Prompt
Can you pull out every line in the records below that contains the word "flower" and copy each one?

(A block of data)
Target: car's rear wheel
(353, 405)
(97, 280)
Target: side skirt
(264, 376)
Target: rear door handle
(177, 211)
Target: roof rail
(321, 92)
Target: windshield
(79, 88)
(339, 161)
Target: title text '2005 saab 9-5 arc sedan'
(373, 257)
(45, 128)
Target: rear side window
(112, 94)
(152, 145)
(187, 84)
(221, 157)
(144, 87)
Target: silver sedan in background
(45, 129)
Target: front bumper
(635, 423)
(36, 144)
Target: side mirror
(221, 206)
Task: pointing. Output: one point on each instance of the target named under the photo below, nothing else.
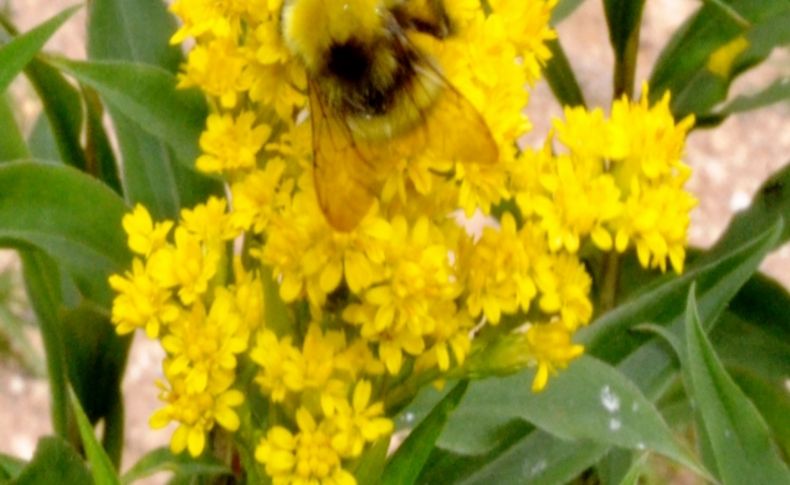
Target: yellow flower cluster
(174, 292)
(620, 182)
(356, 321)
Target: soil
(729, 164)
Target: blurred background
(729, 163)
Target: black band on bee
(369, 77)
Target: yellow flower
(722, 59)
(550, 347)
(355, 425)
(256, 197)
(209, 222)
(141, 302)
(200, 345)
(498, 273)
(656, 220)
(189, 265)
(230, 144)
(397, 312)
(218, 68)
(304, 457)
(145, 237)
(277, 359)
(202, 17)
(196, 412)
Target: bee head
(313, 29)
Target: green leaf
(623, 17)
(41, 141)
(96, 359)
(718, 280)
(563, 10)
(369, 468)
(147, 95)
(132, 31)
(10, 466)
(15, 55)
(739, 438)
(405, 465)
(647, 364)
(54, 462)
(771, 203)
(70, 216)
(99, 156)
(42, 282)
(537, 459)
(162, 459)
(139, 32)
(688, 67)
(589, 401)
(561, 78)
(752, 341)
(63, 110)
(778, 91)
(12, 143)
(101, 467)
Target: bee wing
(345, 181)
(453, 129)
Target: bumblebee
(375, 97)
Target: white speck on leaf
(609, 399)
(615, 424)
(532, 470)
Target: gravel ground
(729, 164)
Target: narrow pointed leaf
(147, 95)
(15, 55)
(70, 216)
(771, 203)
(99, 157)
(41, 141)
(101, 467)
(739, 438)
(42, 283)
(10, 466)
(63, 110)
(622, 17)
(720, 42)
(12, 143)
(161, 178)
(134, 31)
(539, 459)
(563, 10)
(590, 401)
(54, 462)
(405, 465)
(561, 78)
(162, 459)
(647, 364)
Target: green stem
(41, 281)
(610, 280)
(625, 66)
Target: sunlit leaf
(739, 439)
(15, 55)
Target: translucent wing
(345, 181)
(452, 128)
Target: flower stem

...

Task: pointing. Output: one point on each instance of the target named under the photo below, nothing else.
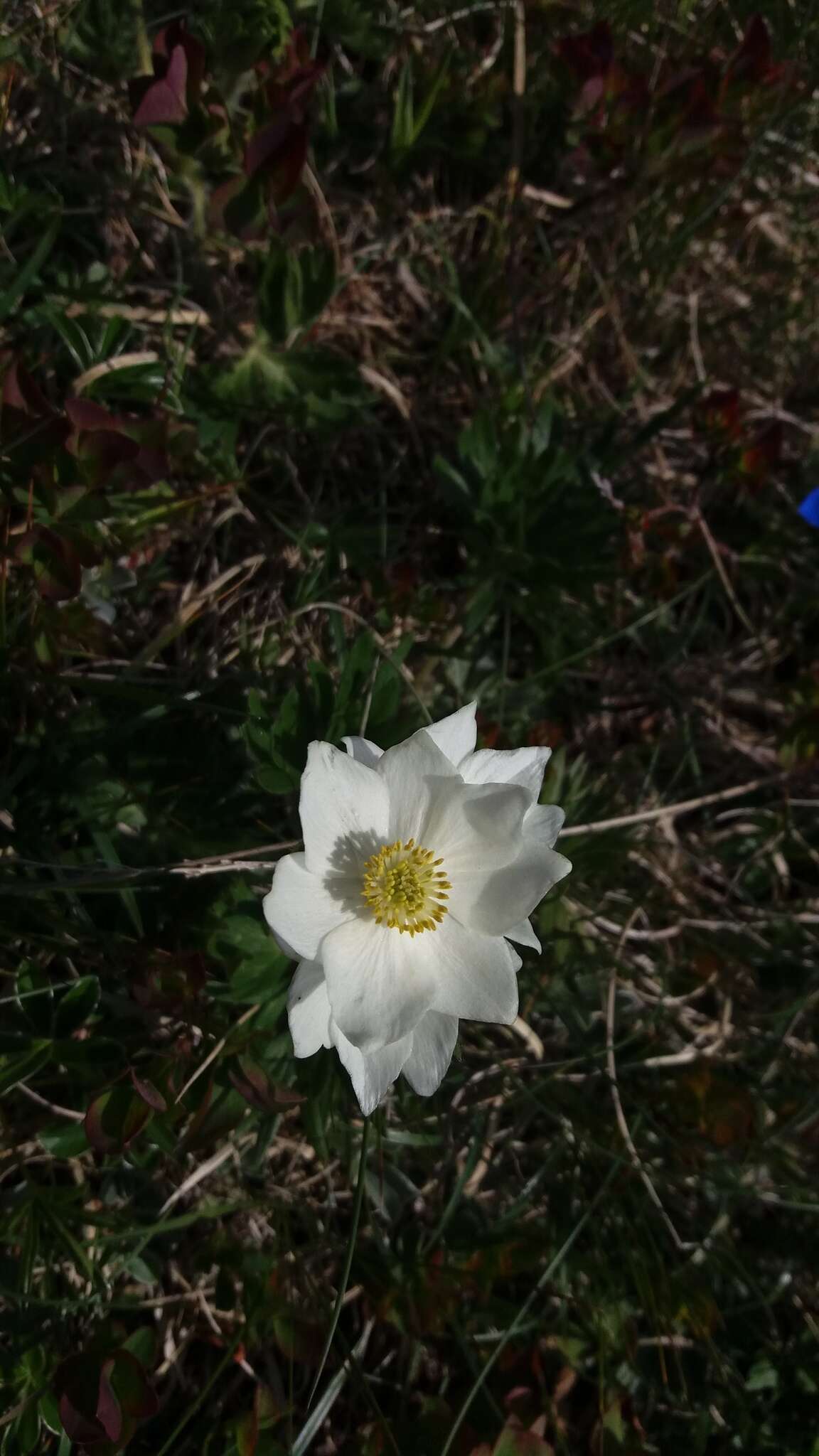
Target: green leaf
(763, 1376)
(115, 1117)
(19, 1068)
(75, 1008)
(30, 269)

Correct response
Target: yellow flower cluster
Target: yellow flower
Target: flower stem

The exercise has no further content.